→ **DOCUMENT PASSAGE**:
The Poetry of Programming - Writing Code and Writing Poetry are Similar

Dead Beat has a friend he wants you to meet. They get together and talk software. Well Old D.B. is a little partial to computer programming - it's form and its creativity. And then Richard Gabriel ambles along.

Richard is a Distinguished Engineer at Sun Microsystems, where he researches the architecture, design, and implementation of very large systems, as well as development techniques for building them. He is the author of three books: Writers' Workshops and the Work of Making Things, Patterns of Software, and Performance and Evaluation of Lisp Systems.

He received his Ph.D. in computer science from Stanford in 1981 and returned to school to get a Master's in Fine Arts in poetry in 1998 at Warren Wilson College.

You see Old D.B. got his Degrees first in Math and Design Engineering before returning to school to get a MFA in Creative Writing too.

Indeed Dead Beat has for many years been contemplating the use of software to advance our understanding of writing technique. And then gosh darn it Richie takes the lead. Anyway I caught up with him being interviewed recently, have a listen:



Q: You have advocated a program that offers a Master of Fine Arts in software, similar to programs that offer MFAs in creative writing. You say, "Traditions of computer science and software engineering have tried to turn all aspects of software creation into a pure engineering discipline, when they clearly are not. The MFA in software would begin to repair this error." Tell us about the philosophy behind this proposal.

A: Writing software should be treated as a creative activity. Just think about it -- the software that's interesting to make is software that hasn't been made before. Most other engineering disciplines are about building things that have been built before. People say, "Well, how come we can't build software the way we build bridges?" The answer is that we've been building bridges for thousands of years, and while we can make incremental improvements to bridges, the fact is that every bridge is like some other bridge that's been built. Someone says, "Oh, let's build a bridge across this river. The river is this wide, it's this deep, it's got to carry this load. It's for cars, pedestrians, or trains, so it will be kind of like this one or that one." They can know the category of bridge they're building, so they can zero in on the design pretty quickly. They don't have to reinvent the wheel. But in software, even with something such as Java 2, Enterprise Edition or the Java implementation (or almost any of the APIs we define), we're rolling out -- if not the first -- at most the seventh or eighth version. We've only been building software for 50 years, and almost every time we're creating something new. If you look at software developers and what they produce, if you look at their source code, the programs they make, and the designs that they end up creating, there is real variability. And some people are really good and others are not so good.

→ **Raw items**:

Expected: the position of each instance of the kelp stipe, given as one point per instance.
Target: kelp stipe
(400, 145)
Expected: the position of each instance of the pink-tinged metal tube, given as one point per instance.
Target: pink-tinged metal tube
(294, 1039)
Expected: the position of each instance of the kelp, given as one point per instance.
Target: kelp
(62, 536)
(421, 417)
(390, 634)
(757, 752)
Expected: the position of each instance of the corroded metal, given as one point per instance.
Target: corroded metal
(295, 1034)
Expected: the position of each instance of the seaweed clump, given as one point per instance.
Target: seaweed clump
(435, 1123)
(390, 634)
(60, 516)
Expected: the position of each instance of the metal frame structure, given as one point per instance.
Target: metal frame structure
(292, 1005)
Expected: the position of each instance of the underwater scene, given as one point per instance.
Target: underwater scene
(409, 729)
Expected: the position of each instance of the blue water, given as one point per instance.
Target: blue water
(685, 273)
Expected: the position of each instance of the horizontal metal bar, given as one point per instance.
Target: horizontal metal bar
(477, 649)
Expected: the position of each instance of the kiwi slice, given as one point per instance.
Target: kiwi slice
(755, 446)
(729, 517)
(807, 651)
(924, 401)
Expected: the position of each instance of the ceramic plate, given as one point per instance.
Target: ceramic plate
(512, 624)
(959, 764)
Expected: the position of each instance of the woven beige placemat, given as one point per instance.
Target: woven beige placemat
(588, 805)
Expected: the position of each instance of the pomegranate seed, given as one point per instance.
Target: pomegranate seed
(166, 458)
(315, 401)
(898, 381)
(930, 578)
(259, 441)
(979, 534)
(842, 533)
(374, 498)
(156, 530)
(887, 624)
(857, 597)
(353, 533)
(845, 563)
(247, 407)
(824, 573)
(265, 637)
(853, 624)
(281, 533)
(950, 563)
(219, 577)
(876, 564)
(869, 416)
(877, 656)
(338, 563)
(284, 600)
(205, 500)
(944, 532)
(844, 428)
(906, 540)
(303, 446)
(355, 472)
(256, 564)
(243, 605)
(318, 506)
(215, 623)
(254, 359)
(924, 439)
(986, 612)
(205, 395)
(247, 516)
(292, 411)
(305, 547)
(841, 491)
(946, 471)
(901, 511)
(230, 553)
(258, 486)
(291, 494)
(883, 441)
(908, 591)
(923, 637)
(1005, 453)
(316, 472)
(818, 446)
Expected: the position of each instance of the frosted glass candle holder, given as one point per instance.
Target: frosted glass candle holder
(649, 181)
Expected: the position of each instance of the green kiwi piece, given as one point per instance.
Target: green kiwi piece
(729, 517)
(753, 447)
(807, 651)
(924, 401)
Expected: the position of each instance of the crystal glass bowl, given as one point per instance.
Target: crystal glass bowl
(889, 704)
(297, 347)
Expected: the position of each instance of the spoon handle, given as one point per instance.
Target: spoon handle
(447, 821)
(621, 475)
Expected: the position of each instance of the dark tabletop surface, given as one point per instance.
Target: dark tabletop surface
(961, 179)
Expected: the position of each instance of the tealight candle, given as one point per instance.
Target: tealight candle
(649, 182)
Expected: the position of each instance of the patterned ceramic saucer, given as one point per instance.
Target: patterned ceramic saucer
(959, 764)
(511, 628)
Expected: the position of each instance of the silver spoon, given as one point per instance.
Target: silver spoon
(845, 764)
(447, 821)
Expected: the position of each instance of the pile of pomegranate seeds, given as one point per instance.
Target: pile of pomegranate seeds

→ **EXERCISE AIM**: Please state the year and school in which, according to the piece on the poetry of programming, Richard Gabriel earned his Master's in Fine Arts in poetry. The items were taken from a different source than the text.

→ **OUTPUT OF THE TASK**: He earned it in 1998 at Warren Wilson College.